#### [Requirement]
Copy out every one of the lines below, word for word.

#### [Recorded information]
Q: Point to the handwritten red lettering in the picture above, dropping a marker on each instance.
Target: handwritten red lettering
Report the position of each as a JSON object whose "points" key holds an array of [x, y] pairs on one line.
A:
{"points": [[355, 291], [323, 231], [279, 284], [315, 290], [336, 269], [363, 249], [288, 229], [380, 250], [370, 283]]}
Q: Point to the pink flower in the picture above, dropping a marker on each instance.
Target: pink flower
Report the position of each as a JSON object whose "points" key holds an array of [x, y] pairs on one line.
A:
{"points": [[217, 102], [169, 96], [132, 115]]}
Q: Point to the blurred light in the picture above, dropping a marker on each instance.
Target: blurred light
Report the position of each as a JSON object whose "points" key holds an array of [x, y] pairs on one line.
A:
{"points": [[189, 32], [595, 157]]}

#### [Reply]
Q: Point to the handwritten red lettering in the picture above, dropping a marker on each instance.
Target: handwritten red lettering
Report the position of each as a JSON object whose "points" key holds an array of [x, y] pairs on one line.
A:
{"points": [[355, 291], [323, 231], [279, 284], [315, 290], [336, 269], [363, 249], [288, 229], [380, 250], [370, 283]]}
Q: Point to the pink flower in the picture above, dropping a marker on each instance.
Target: pink flower
Report the position of each as a JSON object whose "points" key holds an array of [x, y] pairs on one line.
A:
{"points": [[217, 102], [169, 96], [132, 115]]}
Q: Point to the blurred light in the picture above, dropping a marker on each instance.
Target: blurred light
Report the position of each as a JSON object whose "points" key holds an array of [x, y] pairs on one line.
A:
{"points": [[189, 32], [595, 157]]}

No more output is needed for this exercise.